PROBLEM -
Write out the records below once more, exactly as they stand.

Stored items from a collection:
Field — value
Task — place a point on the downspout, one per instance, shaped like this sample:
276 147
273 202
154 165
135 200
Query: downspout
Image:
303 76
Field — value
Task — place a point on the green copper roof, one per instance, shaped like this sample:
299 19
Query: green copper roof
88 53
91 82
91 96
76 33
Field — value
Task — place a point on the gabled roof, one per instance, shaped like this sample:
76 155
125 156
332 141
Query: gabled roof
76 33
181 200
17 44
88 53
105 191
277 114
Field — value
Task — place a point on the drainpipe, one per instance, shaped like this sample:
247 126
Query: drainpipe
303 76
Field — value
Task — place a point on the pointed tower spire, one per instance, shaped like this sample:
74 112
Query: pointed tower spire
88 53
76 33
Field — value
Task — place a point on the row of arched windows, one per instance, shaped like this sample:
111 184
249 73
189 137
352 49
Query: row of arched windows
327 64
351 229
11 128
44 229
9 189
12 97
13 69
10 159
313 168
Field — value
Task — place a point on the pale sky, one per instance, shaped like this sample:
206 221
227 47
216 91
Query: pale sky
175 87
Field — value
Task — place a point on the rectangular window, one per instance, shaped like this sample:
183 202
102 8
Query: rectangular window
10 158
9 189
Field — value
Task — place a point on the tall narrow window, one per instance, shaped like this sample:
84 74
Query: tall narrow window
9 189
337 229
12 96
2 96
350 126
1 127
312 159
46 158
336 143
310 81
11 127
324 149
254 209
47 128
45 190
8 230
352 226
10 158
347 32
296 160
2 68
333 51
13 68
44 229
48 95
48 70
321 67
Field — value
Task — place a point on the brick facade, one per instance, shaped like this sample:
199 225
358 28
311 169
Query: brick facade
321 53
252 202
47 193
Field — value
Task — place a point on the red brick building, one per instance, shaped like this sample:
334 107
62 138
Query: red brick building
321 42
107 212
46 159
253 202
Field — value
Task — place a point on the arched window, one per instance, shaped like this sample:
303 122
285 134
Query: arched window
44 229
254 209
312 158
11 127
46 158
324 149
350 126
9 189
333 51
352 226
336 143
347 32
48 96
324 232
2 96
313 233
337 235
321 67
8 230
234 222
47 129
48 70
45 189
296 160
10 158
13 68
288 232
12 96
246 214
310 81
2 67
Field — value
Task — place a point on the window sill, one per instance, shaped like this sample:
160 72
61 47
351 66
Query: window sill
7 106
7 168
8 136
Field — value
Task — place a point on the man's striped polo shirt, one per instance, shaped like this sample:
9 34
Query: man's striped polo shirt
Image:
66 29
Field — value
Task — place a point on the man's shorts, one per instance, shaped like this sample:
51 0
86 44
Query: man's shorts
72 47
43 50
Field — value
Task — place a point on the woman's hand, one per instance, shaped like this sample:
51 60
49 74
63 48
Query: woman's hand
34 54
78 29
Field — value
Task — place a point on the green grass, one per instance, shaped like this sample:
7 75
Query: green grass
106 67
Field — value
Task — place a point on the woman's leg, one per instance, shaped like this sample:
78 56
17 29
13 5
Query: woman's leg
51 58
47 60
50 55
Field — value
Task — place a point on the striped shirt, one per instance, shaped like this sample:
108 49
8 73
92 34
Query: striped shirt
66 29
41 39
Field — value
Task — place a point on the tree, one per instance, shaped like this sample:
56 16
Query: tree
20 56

RESPONSE BOX -
Field — value
Task — place a point on the downspout, one per instance, shaped like this sample:
276 147
273 202
154 165
135 200
Query: downspout
Image:
303 76
Field — value
Task — place a point on the green copper roof, one per instance, shaped like this sample:
299 19
Query: green copper roof
88 53
91 82
91 96
76 33
Field — value
Task — place a point on the gabled roof, one per instance, shaped like this sample:
76 155
125 156
332 141
Query: gabled roof
76 33
181 200
17 44
88 53
105 191
277 114
Field — value
Task — place a point on the drainpipe, one per instance, shaped like this sample:
247 126
Query: drainpipe
303 76
Field — value
Task — place a point on the pointed tower spire, one per instance, shaped like this sample:
74 112
Query: pointed tower spire
88 53
76 33
Field — value
Task — place a point on the row of arched windows, one per instance, shaped like this sample:
111 184
249 73
189 137
352 49
Query: row of arched windows
327 64
351 229
11 128
44 229
9 189
12 97
13 69
10 159
313 168
Field — value
Task — place a point on the pale sky, one per instance, shaped like this sample:
206 221
227 47
216 91
Query: pale sky
175 87
Field — value
Task — place a point on the rectangular window, one per instance, shaped like this sample:
183 202
102 8
Query: rectangular window
10 158
9 189
Field — value
Task — place a point on the tall narrow window, one per instance, shaped like this sample:
84 74
Query: tall narrow window
9 189
337 229
12 96
2 96
350 126
1 127
312 159
46 158
336 143
310 81
11 127
324 149
254 209
47 128
45 190
8 230
352 226
10 158
347 32
296 160
2 68
333 51
13 68
44 229
48 95
48 70
321 67
Field — value
Task — place a point on the brick facade, one per instance, shaped like this sample:
199 225
358 28
311 169
Query: brick facade
321 53
252 202
47 193
Field — value
Task — place a point on the red brick building, one per instance, shaped like this sample:
334 107
62 138
Query: red brick building
321 42
107 212
46 159
253 202
Field — value
Task — place a point on the arched window, one per instance, shaped like this sample:
303 122
285 134
Query: arched window
44 229
254 209
312 158
11 127
46 158
324 149
350 126
9 189
333 51
352 226
336 143
347 32
48 96
324 232
2 96
313 233
337 235
321 67
8 230
234 222
47 129
48 70
45 189
296 160
10 158
13 68
288 232
12 96
246 214
310 81
2 67
Field — value
Task — place a point on the window sill, one per instance, shaped like this sample:
160 72
61 47
351 66
Query: window sill
7 106
7 168
8 136
Field — value
Task — place a point on the man's striped polo shirt, one per instance, shaped like this sample:
9 34
Query: man's striped polo shirt
Image:
66 29
Field — value
Task — place a point on the man's shorts, one per instance, shaped like this sample:
51 0
86 44
Query: man's shorts
72 47
43 50
Field — value
Task — place a point on the woman's hand, one per instance, shaped like this sample:
51 60
49 74
63 48
Query: woman's hand
34 54
78 29
Field — value
Task — place a point on the green grass, one per instance, shaped like this sample:
7 75
Query: green grass
106 67
Field — value
Task — place a point on the woman's leg, one per instance, shaped like this sample:
78 56
17 29
13 5
Query: woman's leg
51 58
47 60
50 55
Field — value
Task — place a point on the striped shirt, one per instance, shaped like this sample:
108 49
8 73
92 34
Query: striped shirt
66 29
41 39
Field — value
Task — place a point on the tree, one per instance, shaped like this sample:
56 16
Query: tree
20 56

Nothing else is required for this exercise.